▸ **Exercise objective**: Using the records below, report how many lines hold "glass", with no extra text.

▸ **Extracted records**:
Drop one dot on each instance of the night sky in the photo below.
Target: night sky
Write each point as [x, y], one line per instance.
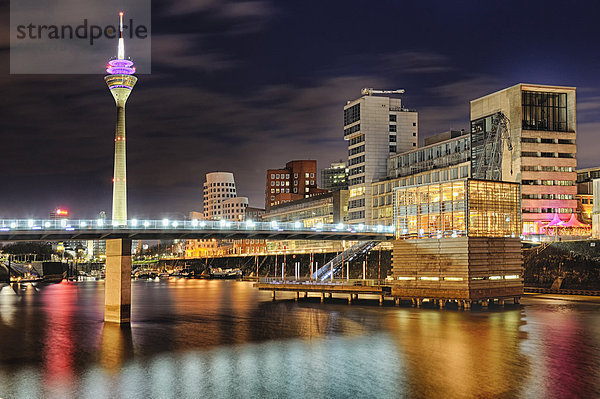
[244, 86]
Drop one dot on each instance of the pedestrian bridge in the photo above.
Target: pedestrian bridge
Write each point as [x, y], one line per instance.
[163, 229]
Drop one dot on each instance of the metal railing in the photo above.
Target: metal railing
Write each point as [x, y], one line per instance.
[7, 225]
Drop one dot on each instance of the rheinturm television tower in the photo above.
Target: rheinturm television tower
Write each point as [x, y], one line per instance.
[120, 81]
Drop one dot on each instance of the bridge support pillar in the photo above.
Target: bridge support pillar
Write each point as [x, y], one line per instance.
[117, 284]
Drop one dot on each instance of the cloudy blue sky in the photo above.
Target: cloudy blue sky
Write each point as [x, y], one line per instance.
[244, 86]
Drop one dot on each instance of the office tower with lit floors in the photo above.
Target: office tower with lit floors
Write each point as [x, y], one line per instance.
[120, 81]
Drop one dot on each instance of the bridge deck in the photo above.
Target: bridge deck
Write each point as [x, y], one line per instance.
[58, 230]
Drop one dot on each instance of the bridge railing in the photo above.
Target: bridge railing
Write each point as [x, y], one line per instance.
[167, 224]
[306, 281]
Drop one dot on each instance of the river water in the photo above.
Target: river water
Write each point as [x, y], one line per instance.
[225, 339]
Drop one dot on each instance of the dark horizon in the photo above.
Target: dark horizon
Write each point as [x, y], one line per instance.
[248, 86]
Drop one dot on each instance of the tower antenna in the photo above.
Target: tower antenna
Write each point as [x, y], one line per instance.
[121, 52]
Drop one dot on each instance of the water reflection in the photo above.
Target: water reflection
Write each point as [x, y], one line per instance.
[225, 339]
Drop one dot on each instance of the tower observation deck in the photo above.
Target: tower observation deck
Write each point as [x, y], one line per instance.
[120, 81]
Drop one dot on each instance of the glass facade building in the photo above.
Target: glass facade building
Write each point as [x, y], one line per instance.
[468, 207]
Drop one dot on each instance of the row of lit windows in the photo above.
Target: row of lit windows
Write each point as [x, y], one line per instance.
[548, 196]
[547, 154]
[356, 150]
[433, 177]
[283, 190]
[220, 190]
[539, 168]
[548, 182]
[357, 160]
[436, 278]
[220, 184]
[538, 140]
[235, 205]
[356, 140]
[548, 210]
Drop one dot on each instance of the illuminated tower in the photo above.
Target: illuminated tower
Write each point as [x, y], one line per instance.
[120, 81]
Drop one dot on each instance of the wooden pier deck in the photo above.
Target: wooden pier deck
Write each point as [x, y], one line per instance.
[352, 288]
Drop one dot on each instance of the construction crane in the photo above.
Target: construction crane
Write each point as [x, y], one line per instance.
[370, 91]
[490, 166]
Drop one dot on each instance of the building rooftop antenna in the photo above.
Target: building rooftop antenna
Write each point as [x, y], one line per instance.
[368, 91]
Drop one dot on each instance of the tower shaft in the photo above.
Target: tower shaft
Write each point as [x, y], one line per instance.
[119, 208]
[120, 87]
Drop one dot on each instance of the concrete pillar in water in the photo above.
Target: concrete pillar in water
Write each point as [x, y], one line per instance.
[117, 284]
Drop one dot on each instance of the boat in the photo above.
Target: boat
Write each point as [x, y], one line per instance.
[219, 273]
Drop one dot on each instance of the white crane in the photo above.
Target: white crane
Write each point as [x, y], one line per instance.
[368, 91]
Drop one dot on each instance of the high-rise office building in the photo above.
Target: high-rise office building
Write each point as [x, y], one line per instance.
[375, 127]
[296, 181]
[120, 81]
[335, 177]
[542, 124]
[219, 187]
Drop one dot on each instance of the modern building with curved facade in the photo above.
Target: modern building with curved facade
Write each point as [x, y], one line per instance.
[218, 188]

▸ **Final answer**: 2